(PROMPT 1) In the database clustering thread, reproduce everything from "I’m now wondering" down to "an automatic failover.", word for word.
(PROMPT 2) Condense the paragraph of the database clustering thread that begins "The TU currently uses 4 application servers" into a bulleted list, keeping its main facts.
(PROMPT 3) Carry the database clustering thread forward, picking up right after its final sentence.

====== EXTRACT TO READ

Worked for me perfectly well over a few-week period. It made the most sense given the nodes share the same database, why shouldn’t they all act like one server? However, longer-term testing (and bullet-proof backups) is absolutely required. What I did was a PoC, not a recommendation.

Nope, in fact that seems to be how it was designed. Optionally make use of the authentication requirement to deter other users on the LAN from snooping, even if it is stored plaintext it can be a deterrent.

Ok. I’m again on a single MariaDB instance.

I’m now wondering how to reach my goal: being able to shutting down the master database with nobody noticing it.
I searched and I haven’t found anything like galera master-slave setup, it seems that galera is master-master ONLY, am I right?
Searching another master-slave setup I found a lot of documentation but I’m still asking myself what’s the simplest master-slave setup with an automatic failover.

It seems to me that MariaDB have a tool called “replication manager” that can be installed on a third host and can provide a master switchover or failover. Not bad, but not enought as I understood.
The remaining piece of my puzzle is something that can detect which node has the master role and point all the writes to it, and I thought it can be maxscale with a floating IP running with keepalived.

It seems to me “a bit” complex, I had configured a galera master-master setup in minutes, and for a less “advanced” master-slave setup it seems weird to have all this software required (replication manager, maxscale, keepalived
), isn’t it?

Am I missing something?

No indeed, the NC docs repeatedly talk about Galera but in a master-slave capacity for which there doesn’t appear to be a valid configuration option.

Master-slave with failover is equally not well documented from what I can see online, though the tools you mention will help.

@LukasReschke @nickvergessen @jospoortvliet can any of you shed light on this? Why is Galera mentioned in the docs if master-master seems to be the only valid config and NC doesn’t support it? Will NC support it in the future? [quote=“aventrax, post:27, topic:12863”]
Am I missing something?
[/quote]

No, Galera is frighteningly simple to set up.

I believe a working setup would require “a SQL-Proxy for read/write splitting” - I know the TU berlin has that as this is their description of their setup:

tubIT employs a setup with F5 Big IP Load Balancers ahead of a number of web application servers. Data is stored on a GPFS storage system. The database is on a Galera MySQL cluster using a SQL-Proxy for read/write splitting, in LXD containers managed with OpenStack. File locking and session management is provided using Redis, also on LXD managed with OpenStack. Authentication is handled through LDAP and Kerberos.

The TU currently uses 4 application servers running a LNMP (Linux/NGINX/MySQL/PHP) stack with PHP 5.6 on CentOS 7.3. Further application servers are running the DFN-Cloud instances. A locally replicated LDAP instance runs on each of the application servers. Each server has about 16 virtual CPU cores with 18GB RAM.

The Galera cluster employs 3 container with 32-core cpus and 128GB ram each. Its performance is very critical to the performance of the overall cloud. To serve more incoming queries the number of instances can be increased, however every new instance increases the resources required to synchronize within the cluster, limiting scalability.

============
====== RECORD EXCERPTS

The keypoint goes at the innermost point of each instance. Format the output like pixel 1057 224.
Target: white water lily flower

============
====== RECORD EXCERPTS

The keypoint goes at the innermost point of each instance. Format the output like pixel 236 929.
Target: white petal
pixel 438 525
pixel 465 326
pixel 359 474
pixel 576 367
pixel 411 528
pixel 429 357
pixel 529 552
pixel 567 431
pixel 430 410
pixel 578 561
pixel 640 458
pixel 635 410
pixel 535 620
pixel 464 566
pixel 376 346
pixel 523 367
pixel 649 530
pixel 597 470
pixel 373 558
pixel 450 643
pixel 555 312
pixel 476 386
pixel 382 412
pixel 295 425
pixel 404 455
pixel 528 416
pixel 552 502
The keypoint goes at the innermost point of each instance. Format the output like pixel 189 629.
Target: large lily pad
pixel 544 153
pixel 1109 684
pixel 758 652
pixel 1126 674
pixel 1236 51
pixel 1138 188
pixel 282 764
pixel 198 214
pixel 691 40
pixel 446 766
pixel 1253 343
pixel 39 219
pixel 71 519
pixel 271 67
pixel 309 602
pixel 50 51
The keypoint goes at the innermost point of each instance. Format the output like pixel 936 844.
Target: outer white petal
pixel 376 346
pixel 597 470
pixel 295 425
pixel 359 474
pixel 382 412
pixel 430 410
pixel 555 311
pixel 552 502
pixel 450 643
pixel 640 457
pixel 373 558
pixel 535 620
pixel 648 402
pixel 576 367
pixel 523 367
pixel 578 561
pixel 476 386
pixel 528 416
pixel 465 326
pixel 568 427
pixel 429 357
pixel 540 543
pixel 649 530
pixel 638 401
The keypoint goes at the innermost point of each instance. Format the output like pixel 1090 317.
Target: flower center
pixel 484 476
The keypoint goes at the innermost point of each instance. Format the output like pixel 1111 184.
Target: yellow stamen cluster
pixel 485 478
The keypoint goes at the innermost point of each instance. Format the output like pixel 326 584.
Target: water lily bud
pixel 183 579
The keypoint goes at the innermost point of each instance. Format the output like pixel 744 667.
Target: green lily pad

============

(WRITTEN RESPONSE 1)
I’m now wondering how to reach my goal: being able to shutting down the master database with nobody noticing it.
I searched and I haven’t found anything like galera master-slave setup, it seems that galera is master-master ONLY, am I right?
Searching another master-slave setup I found a lot of documentation but I’m still asking myself what’s the simplest master-slave setup with an automatic failover.

(WRITTEN RESPONSE 2)
- 4 application servers running a LNMP (Linux/NGINX/MySQL/PHP) stack with PHP 5.6 on CentOS 7.3
- Further application servers running the DFN-Cloud instances
- A locally replicated LDAP instance on each application server
- About 16 virtual CPU cores and 18GB RAM per server

(WRITTEN RESPONSE 3)
The GPFS cluster is load balanced between four GSS nodes to improve response times and provide failover.

(text from a case study I’m working on, hopefully coming out in a week or two)

I put it between “” as I have no idea what I’m even saying but perhaps Jason does :wink:

The SSL proxy is fine and I understand why you’d use one for a clustered system (the deployment recommendations also suggest using one). However there again Galera is mentioned. The only Galera I’ve seen is master-master which apparently both is and isn’t supported due to:

Then:

Master-Slave doesn’t appear to be available for Galera, but then also:

Emphasis mine. If Galera is master-master only, what are the docs referring to?

Honestly, I’m lost, I don’t know the details here. @MorrisJobke I know you’re on holiday but when you’re back perhaps you can enlighten Jason :wink:

Note that this whole Galera stuff is of course for larger installations so our docs might not be super up to date - we have some internal docs we share with customers.

Can I get those please? I’d love to get a PoC v.2 up and running on solid foundations. I can sign an NDA (on the docs, obviously methods would be revealed on a documented build) if required.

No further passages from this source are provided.